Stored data
★ ★ ★ ★ ★

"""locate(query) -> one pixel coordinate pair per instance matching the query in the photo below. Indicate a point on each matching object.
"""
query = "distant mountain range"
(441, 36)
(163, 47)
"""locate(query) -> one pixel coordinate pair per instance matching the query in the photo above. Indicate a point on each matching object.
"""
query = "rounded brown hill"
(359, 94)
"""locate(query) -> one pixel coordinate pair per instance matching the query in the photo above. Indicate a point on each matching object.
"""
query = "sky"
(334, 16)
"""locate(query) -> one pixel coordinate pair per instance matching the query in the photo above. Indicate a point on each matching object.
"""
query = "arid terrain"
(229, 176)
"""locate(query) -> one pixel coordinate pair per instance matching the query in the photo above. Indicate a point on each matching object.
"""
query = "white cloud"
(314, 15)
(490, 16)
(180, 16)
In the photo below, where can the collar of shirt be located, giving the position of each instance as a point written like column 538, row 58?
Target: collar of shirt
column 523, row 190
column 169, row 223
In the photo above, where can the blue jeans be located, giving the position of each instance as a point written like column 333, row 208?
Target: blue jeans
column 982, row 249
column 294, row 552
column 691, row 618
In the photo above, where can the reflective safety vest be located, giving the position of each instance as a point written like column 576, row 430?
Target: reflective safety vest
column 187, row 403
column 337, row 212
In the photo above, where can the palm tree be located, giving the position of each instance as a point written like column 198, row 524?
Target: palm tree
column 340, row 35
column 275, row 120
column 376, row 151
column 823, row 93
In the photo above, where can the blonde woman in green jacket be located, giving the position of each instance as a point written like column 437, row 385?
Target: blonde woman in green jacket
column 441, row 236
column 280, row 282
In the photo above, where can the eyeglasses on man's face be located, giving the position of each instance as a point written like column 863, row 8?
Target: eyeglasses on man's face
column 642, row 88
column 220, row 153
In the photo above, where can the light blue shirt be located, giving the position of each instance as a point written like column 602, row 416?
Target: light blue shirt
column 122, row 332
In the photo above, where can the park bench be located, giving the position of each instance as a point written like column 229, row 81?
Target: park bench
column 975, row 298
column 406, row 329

★ ★ ★ ★ ★

### PROBLEM REQUIREMENTS
Lines holding the word "below" should be copied from the entries above.

### ANSWER FOR THE TASK
"""locate(query) -> one pixel coordinate pair per instance matching the query in the photo below. Indicate a point on each matching object.
In the photo below, where can the collar of shirt be located, giving the position of each instance as a point written like column 538, row 58?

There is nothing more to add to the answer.